#### [Instruction]
Reproduce the part of the records below that opens with the line containing "Mark each instance of the shingled" and runs through the end of the records, word for word.

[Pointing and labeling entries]
::::::
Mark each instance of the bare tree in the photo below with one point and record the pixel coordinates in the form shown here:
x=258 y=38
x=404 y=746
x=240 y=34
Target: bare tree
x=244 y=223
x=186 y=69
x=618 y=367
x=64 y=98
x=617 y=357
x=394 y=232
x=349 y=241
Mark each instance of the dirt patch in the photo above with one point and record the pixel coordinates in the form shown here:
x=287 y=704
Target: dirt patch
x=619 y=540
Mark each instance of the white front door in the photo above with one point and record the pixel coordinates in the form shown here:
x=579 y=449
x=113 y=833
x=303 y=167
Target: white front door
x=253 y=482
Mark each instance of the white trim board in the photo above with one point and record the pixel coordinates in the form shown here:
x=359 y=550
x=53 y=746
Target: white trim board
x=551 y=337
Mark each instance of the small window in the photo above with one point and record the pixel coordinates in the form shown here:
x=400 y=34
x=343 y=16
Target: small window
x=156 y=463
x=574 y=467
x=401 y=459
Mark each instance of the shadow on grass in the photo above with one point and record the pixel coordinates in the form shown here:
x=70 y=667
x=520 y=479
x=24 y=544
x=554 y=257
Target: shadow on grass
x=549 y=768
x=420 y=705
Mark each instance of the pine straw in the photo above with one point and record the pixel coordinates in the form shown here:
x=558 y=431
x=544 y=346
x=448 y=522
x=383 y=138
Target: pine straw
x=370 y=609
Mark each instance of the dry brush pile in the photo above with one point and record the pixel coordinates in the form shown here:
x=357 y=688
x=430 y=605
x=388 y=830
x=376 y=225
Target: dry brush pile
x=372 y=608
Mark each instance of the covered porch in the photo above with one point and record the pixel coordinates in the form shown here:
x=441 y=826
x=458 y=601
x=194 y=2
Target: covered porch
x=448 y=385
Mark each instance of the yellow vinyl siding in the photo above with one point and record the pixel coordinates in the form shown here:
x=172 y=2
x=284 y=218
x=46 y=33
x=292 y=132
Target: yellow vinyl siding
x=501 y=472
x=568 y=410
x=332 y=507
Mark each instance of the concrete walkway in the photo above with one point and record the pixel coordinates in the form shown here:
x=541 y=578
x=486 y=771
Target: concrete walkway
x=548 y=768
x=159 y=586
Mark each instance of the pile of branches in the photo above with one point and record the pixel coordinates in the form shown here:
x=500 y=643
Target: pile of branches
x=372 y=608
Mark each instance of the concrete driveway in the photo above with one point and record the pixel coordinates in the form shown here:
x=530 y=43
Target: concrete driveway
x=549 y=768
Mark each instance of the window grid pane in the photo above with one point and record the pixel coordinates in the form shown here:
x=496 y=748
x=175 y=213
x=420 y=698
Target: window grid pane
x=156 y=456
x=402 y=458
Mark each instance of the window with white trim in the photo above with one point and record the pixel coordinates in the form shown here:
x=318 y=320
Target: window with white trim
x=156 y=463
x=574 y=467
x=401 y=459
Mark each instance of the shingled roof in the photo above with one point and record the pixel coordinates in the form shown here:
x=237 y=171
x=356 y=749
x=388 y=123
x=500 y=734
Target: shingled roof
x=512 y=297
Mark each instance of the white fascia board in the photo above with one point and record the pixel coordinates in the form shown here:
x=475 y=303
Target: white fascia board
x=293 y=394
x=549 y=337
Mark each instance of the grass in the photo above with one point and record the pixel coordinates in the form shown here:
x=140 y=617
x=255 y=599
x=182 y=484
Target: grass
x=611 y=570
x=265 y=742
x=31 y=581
::::::
#### [Output below]
Mark each instance of the shingled roof in the photo above with one point and record the pixel coordinates in the form shown here:
x=237 y=171
x=356 y=749
x=388 y=123
x=500 y=734
Target: shingled roof
x=512 y=297
Mark each instance of the white fascia board in the photo above with one point and record the pixel coordinates in the form shown here:
x=475 y=303
Target: white fascia board
x=293 y=394
x=549 y=337
Mark each instance of the grass in the photo above with one point and record the pixel coordinates in the form shown here:
x=140 y=617
x=255 y=599
x=182 y=484
Target: grass
x=611 y=570
x=265 y=742
x=31 y=581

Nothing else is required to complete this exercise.